[Aim]
Reproduce exactly the line in which "Reviewer note: confirm that every instance of the light wood" occurs and all the lines after it, ending with the last line.

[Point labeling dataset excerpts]

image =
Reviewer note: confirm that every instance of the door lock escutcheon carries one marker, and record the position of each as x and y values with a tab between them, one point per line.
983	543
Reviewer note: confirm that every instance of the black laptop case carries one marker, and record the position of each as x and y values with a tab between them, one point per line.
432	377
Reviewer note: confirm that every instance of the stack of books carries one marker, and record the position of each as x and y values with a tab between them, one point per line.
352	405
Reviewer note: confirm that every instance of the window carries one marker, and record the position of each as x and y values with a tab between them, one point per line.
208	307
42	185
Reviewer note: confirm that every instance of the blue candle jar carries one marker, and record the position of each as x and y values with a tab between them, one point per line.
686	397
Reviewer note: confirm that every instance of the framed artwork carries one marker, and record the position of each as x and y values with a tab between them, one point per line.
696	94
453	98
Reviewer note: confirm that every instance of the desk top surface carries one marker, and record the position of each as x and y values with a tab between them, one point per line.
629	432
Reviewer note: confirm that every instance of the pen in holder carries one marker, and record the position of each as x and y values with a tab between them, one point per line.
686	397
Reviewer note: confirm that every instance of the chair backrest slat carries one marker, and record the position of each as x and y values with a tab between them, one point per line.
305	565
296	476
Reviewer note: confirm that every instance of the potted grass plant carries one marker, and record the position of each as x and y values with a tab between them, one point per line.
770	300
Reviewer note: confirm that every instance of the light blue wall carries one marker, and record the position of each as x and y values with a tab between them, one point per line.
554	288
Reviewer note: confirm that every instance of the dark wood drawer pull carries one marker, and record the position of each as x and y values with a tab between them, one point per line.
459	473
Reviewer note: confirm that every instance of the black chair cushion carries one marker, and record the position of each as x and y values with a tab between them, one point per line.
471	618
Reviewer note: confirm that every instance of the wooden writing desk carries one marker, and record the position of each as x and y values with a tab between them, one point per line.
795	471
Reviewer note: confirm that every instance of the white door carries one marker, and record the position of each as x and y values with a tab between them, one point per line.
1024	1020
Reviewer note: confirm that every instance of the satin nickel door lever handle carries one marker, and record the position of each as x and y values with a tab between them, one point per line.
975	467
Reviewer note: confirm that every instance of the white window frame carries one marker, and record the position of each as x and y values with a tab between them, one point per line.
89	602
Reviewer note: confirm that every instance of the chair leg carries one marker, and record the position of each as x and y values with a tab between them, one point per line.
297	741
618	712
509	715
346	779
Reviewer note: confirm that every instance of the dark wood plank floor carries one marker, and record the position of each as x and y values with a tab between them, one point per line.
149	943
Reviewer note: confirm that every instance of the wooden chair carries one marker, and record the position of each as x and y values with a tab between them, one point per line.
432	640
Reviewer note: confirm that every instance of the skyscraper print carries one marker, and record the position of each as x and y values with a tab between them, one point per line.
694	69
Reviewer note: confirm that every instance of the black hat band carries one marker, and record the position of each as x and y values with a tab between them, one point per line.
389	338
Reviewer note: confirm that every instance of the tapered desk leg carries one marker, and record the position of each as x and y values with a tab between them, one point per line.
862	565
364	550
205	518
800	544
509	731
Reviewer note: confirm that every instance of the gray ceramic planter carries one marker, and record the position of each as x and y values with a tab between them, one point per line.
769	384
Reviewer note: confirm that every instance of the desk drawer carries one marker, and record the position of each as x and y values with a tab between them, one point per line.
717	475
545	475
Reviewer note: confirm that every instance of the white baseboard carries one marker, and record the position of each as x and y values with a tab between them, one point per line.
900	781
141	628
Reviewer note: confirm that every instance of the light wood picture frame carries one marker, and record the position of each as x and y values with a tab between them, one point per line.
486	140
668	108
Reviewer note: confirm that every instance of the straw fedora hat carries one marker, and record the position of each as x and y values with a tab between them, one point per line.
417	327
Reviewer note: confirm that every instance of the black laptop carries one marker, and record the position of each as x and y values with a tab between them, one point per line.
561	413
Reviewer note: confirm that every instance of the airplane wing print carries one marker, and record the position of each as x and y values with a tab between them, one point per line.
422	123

[Solution]
Reviewer note: confirm that every instance of the light wood picture frame carries one marker, and record the position of each as x and y values with a tab between them, one point per line.
486	140
668	108
Reviewer note: confirm that every instance of the straw fedora hat carries one marker, and record the position of each as x and y values with a tab between them, one point per line.
417	327
Reviewer note: confirm that every instance of the black laptop carries one marker, and record the position of each as x and y values with a tab between them, one point per line.
561	413
Reviewer note: confirm that every instance of the airplane wing print carries one marker, and record the position of each as x and y values with a tab between them, one point per line.
422	123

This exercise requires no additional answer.